WORK REQUIRED>
Return verbatim the line containing "In this exercise you will label the apartment building" together with all lines that follow it, through the end of the records.

(Data extracted from a collection)
************

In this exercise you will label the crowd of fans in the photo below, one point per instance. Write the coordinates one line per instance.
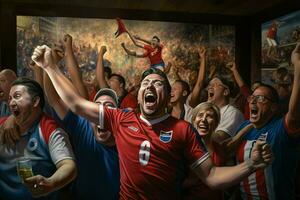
(106, 138)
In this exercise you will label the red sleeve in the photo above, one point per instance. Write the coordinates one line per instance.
(195, 151)
(109, 118)
(3, 119)
(245, 91)
(148, 50)
(92, 94)
(129, 101)
(48, 126)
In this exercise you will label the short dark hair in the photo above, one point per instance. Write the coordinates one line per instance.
(273, 92)
(185, 86)
(121, 79)
(108, 71)
(155, 37)
(227, 81)
(33, 88)
(153, 70)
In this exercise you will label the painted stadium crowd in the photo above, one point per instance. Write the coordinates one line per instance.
(154, 141)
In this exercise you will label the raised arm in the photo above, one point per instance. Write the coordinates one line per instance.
(53, 99)
(43, 57)
(38, 73)
(195, 94)
(133, 39)
(100, 75)
(132, 53)
(142, 39)
(293, 115)
(72, 66)
(224, 177)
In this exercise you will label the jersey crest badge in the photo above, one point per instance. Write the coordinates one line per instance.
(165, 136)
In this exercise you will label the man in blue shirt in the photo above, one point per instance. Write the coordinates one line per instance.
(94, 149)
(278, 180)
(7, 76)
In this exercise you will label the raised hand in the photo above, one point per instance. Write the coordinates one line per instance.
(261, 154)
(57, 53)
(39, 186)
(9, 132)
(67, 41)
(103, 50)
(43, 57)
(295, 57)
(231, 66)
(202, 52)
(136, 37)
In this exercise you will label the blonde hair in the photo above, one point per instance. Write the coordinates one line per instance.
(205, 106)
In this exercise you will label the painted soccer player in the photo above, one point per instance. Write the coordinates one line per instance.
(153, 147)
(152, 50)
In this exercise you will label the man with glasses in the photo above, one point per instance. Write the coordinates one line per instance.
(219, 91)
(154, 148)
(282, 133)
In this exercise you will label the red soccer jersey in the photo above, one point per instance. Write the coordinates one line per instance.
(272, 31)
(154, 54)
(153, 154)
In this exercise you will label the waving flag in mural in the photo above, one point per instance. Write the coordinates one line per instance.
(121, 28)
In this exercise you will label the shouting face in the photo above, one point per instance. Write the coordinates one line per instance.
(205, 122)
(261, 106)
(22, 104)
(153, 96)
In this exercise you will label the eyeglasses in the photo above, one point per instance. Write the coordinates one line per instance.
(213, 85)
(258, 98)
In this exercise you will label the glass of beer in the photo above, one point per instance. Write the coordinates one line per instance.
(24, 168)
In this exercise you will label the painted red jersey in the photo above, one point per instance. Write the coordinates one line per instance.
(272, 31)
(153, 154)
(154, 54)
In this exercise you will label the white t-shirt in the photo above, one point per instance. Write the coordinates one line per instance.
(231, 119)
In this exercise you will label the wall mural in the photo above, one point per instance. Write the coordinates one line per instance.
(279, 38)
(181, 42)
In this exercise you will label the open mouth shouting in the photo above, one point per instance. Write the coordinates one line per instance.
(203, 128)
(15, 111)
(150, 99)
(253, 112)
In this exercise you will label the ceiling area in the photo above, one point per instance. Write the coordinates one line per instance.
(221, 7)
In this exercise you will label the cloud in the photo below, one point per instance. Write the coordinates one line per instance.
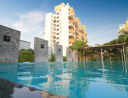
(102, 35)
(31, 25)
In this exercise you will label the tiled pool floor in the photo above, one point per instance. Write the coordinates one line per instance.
(9, 89)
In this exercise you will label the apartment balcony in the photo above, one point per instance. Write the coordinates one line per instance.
(57, 35)
(71, 34)
(76, 24)
(70, 16)
(76, 32)
(69, 44)
(70, 24)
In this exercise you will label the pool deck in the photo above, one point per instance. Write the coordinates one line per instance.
(10, 89)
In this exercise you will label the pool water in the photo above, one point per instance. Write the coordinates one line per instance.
(71, 79)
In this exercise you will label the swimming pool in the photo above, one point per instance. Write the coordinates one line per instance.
(71, 79)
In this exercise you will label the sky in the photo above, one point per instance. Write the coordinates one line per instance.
(101, 17)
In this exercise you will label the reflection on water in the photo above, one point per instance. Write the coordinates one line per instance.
(72, 79)
(10, 89)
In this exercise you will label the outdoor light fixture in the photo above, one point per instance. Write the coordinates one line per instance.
(6, 38)
(42, 46)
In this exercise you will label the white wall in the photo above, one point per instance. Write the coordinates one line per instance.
(64, 28)
(48, 28)
(24, 44)
(49, 52)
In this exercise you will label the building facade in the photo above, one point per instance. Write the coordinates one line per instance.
(63, 27)
(24, 45)
(123, 27)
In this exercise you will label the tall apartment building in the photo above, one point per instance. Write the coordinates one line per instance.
(63, 27)
(123, 27)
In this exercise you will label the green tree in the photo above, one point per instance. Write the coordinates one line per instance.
(79, 46)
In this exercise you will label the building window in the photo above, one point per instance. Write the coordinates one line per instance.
(42, 46)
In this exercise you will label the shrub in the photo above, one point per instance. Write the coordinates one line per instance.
(52, 58)
(27, 56)
(64, 58)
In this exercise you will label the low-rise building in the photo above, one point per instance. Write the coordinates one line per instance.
(24, 45)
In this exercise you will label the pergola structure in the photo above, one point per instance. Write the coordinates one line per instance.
(121, 46)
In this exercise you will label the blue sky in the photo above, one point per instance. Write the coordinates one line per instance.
(101, 17)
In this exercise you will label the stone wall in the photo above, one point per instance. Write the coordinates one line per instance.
(75, 55)
(40, 50)
(8, 50)
(58, 51)
(69, 56)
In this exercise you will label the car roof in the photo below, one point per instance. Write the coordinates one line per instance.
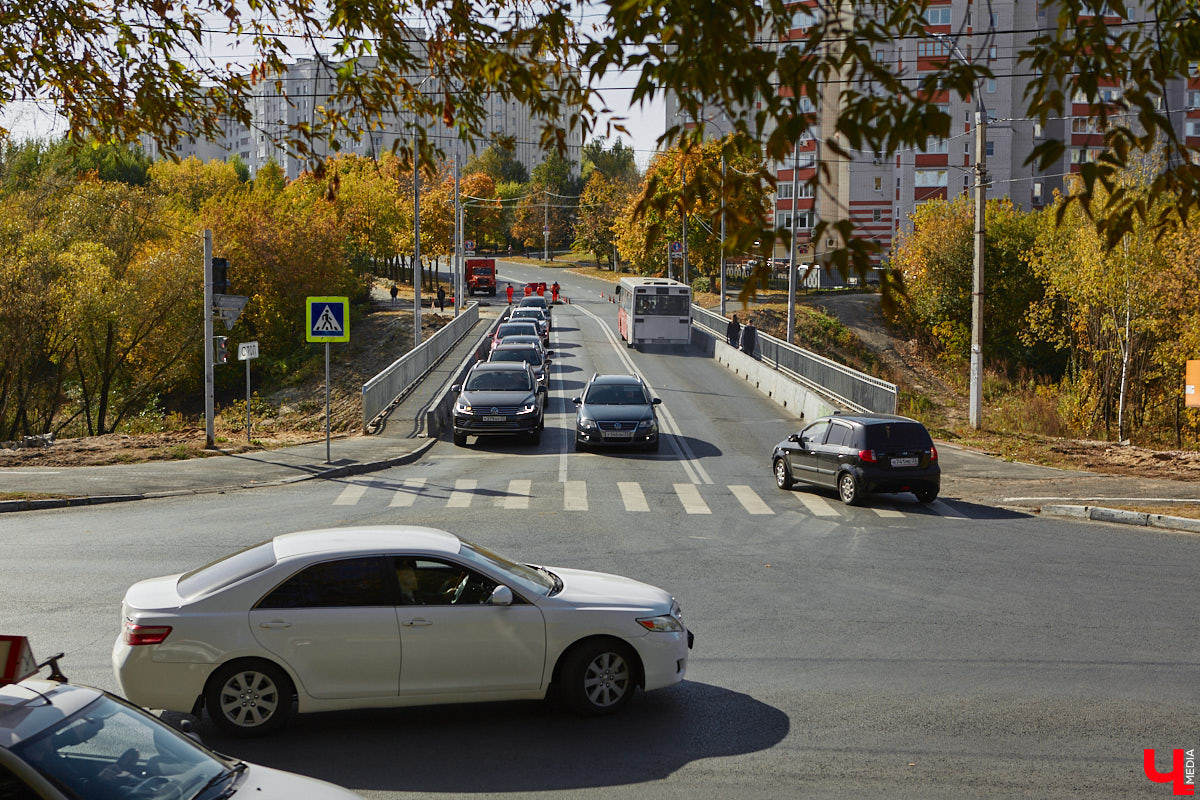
(365, 540)
(617, 379)
(33, 705)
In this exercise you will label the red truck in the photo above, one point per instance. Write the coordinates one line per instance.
(481, 275)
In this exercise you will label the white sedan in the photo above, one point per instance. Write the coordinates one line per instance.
(385, 617)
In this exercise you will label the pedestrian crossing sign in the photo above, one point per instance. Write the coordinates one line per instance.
(329, 319)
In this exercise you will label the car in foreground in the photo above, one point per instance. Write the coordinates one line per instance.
(65, 741)
(499, 398)
(523, 328)
(859, 455)
(526, 353)
(616, 410)
(387, 617)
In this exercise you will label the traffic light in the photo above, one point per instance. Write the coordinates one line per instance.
(220, 276)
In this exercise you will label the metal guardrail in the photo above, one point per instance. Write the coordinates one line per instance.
(382, 391)
(856, 389)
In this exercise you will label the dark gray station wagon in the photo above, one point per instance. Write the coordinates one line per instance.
(859, 455)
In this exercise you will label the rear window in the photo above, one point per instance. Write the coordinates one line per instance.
(227, 571)
(898, 434)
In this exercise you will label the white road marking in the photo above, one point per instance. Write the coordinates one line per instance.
(631, 495)
(689, 495)
(750, 500)
(405, 497)
(816, 505)
(351, 494)
(463, 491)
(519, 494)
(575, 495)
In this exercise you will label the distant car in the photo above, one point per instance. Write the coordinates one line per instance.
(528, 353)
(510, 329)
(616, 410)
(389, 617)
(499, 398)
(65, 741)
(537, 301)
(859, 455)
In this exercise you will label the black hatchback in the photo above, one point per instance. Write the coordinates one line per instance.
(859, 455)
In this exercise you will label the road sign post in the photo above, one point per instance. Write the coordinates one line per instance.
(247, 352)
(329, 320)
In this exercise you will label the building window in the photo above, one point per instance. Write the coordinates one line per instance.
(939, 16)
(925, 178)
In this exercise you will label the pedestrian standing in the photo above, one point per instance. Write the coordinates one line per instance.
(733, 331)
(749, 340)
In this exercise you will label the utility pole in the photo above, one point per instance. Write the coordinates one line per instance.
(977, 283)
(791, 257)
(417, 245)
(209, 383)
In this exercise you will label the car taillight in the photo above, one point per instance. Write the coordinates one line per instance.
(137, 633)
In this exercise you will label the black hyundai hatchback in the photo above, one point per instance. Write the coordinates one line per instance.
(859, 455)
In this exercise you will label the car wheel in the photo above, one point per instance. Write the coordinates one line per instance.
(847, 489)
(250, 698)
(783, 475)
(598, 678)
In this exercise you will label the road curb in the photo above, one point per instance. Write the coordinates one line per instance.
(1099, 513)
(327, 474)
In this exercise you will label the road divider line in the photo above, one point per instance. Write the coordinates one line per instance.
(750, 500)
(631, 495)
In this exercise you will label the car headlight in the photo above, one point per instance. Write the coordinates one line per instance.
(665, 624)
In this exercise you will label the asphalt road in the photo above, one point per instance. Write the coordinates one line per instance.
(959, 649)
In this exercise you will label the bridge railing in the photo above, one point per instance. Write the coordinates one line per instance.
(858, 390)
(382, 391)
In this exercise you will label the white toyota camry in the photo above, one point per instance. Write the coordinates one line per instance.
(377, 617)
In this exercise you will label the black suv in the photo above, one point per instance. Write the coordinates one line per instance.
(616, 410)
(501, 397)
(858, 455)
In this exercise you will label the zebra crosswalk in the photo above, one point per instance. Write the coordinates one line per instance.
(633, 497)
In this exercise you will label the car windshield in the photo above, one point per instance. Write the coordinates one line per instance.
(113, 750)
(499, 380)
(520, 576)
(528, 355)
(226, 571)
(616, 395)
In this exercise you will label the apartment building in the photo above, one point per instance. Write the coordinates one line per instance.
(280, 104)
(879, 192)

************

EXERCISE SOLUTION>
In this exercise you will label the apartment building in the photo above, one point per instance. Write the coordinates one line per instance.
(280, 104)
(879, 192)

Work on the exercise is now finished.